WHAT YOU NEED TO DO:
Convert the records into a Markdown table with the columns Row and Line. Start at the beginning of the records and continue through the line containing "positive clicks: (168, 156)". Number each line and skip blank lines. Leave the pictures out of the table.

### ENTRIES PROVIDED

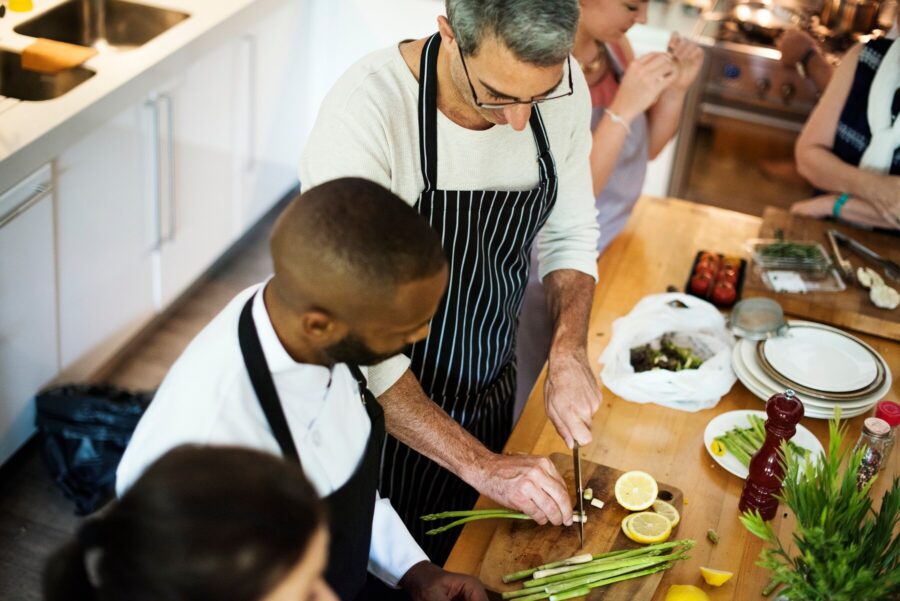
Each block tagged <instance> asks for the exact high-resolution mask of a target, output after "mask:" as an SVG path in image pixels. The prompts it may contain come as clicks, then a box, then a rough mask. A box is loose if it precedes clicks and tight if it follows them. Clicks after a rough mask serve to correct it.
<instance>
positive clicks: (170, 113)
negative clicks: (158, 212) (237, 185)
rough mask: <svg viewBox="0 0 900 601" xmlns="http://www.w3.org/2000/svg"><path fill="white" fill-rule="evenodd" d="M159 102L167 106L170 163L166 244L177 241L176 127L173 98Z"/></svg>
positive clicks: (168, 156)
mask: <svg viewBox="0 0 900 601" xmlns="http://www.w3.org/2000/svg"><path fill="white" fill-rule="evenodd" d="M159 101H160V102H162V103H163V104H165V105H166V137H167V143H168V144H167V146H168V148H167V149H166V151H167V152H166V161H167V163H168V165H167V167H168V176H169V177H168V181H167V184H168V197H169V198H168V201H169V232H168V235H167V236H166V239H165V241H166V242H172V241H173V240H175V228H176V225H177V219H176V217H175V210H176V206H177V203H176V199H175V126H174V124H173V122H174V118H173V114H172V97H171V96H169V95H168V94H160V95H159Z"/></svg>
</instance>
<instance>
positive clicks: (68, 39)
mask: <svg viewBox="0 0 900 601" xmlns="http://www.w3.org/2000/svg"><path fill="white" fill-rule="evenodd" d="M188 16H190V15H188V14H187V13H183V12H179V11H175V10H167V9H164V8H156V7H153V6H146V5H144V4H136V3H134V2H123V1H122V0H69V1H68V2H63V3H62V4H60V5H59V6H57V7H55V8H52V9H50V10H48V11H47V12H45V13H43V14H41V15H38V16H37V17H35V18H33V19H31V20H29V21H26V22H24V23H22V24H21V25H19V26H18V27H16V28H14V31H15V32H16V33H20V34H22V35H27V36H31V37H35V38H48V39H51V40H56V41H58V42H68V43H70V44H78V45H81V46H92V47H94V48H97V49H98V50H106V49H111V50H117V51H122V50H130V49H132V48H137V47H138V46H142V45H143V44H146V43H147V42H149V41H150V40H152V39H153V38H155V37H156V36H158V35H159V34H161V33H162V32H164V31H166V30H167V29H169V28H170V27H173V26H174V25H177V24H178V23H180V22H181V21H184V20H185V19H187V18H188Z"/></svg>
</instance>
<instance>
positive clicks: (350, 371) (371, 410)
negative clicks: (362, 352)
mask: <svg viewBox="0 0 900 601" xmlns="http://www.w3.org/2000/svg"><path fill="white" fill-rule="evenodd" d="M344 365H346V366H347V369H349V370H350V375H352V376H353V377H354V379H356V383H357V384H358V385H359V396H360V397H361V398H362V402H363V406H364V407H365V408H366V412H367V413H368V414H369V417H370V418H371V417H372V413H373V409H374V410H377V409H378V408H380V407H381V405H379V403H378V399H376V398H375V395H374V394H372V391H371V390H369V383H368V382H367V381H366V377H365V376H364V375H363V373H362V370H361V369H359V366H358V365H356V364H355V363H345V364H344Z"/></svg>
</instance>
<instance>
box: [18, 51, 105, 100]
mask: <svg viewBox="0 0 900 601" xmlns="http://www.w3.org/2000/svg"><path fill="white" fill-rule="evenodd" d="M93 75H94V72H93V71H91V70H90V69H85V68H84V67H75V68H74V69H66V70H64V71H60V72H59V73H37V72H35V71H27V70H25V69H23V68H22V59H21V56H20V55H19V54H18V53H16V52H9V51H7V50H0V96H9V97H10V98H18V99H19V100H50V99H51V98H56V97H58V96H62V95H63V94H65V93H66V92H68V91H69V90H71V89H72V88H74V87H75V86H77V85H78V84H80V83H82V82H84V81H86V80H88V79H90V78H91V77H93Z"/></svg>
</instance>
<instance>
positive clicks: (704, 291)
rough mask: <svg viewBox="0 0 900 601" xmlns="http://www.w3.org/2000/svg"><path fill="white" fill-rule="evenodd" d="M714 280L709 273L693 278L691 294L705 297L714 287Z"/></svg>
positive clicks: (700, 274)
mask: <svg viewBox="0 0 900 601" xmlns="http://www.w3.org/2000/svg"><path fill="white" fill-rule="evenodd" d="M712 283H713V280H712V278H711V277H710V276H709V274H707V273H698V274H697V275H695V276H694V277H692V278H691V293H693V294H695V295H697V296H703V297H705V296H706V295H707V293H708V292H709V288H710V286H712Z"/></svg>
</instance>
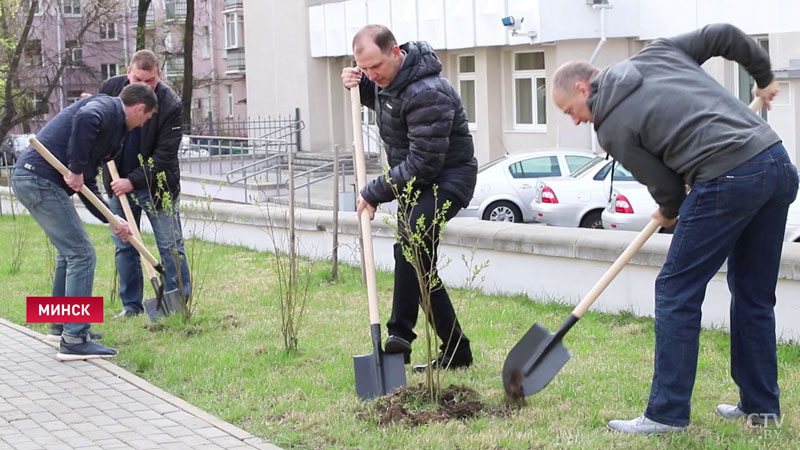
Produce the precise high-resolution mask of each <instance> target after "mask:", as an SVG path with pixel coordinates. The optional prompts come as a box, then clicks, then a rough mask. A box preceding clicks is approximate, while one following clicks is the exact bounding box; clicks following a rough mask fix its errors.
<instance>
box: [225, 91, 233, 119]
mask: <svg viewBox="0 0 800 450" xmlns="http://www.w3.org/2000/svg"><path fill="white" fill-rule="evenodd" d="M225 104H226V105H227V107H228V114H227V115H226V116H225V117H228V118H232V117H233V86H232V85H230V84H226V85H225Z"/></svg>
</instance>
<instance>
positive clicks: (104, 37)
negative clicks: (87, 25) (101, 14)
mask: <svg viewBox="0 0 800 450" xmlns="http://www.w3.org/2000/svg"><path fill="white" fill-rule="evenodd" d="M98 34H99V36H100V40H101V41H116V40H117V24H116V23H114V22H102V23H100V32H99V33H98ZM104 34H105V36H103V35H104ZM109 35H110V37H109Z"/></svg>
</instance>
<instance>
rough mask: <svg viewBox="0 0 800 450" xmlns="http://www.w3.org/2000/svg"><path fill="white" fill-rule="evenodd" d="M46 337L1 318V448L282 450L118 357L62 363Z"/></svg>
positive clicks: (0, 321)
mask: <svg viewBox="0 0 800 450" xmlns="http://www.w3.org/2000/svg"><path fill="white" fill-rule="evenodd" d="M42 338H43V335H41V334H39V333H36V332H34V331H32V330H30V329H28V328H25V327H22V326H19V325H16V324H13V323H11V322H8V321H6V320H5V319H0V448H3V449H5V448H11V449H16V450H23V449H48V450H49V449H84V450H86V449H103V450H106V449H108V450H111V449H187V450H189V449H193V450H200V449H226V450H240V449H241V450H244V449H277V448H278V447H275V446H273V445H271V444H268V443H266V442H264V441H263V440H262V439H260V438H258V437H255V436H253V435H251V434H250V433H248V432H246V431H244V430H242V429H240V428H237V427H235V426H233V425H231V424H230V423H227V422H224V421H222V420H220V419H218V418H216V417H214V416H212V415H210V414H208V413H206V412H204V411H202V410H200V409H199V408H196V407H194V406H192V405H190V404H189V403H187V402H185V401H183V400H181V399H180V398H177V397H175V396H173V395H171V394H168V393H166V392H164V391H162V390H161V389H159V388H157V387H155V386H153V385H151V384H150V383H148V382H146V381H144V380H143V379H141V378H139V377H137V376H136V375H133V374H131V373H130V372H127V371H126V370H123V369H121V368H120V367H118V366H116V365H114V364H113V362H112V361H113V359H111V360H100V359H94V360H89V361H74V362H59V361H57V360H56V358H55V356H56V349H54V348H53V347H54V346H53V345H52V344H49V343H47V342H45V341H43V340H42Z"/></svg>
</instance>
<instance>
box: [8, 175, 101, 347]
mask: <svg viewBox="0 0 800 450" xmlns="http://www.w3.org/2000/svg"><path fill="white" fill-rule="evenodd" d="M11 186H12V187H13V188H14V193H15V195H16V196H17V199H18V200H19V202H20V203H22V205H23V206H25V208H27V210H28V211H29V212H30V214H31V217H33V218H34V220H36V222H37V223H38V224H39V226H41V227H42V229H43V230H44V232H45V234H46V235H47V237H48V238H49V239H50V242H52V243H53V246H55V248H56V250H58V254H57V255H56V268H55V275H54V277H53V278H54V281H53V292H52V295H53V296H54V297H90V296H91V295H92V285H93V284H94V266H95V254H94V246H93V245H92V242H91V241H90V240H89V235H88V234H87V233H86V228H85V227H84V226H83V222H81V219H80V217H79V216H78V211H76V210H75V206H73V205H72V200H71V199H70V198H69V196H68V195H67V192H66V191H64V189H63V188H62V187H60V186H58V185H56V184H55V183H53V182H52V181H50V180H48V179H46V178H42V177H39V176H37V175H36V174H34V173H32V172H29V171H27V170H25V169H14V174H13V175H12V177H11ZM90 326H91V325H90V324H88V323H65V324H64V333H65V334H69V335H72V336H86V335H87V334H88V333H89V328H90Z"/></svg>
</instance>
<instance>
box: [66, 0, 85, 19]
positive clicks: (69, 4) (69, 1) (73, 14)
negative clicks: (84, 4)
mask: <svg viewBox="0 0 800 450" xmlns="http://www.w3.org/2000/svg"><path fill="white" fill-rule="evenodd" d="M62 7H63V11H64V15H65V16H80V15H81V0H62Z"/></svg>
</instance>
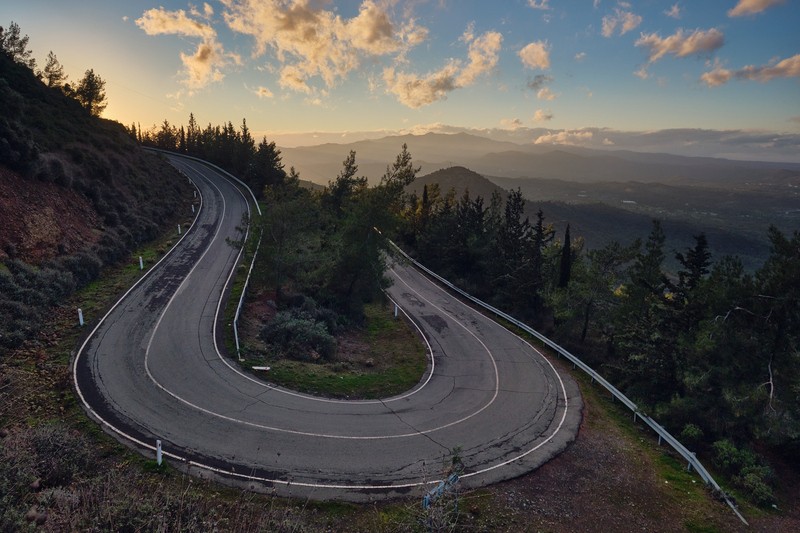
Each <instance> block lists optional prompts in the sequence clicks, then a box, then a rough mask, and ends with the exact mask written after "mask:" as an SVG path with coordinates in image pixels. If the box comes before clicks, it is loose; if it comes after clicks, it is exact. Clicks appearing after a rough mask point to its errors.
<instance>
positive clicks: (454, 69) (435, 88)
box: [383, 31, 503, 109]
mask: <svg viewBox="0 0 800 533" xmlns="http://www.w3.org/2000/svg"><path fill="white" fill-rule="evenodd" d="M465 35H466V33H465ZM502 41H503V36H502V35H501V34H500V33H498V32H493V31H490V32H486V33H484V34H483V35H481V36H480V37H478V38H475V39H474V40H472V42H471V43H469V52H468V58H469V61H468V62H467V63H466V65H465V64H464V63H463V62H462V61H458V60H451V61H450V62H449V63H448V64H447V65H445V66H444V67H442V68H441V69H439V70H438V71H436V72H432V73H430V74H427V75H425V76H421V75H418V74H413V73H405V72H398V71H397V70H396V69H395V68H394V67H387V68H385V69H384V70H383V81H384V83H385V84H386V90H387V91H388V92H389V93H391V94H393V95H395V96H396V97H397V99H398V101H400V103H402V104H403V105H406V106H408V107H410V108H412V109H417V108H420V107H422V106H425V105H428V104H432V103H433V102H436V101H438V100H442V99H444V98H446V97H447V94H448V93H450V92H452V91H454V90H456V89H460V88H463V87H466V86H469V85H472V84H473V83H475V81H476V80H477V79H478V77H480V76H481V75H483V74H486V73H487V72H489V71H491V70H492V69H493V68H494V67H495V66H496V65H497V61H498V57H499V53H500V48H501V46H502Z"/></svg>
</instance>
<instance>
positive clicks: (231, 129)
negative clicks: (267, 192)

######

RESPONSE BOX:
| Row | Line |
|---|---|
| 1 | Each block tagged <instance> asks for the exact high-resolution mask of a target, output after "mask:" as an SVG path in image pixels. The prompts it may contain come as clicks, then a box, then a rough mask. A box is loose if it precedes clicks and tight if it follows them. Clicks after a rough mask serve to correct it. |
| 2 | <instance> |
| 3 | positive clicks: (170, 113) |
| 4 | negative clicks: (158, 212) (237, 185) |
| 5 | rough mask: <svg viewBox="0 0 900 601" xmlns="http://www.w3.org/2000/svg"><path fill="white" fill-rule="evenodd" d="M159 102L167 106L170 163L166 244L177 241L176 127L173 98Z"/></svg> |
| 6 | positive clicks: (168, 156) |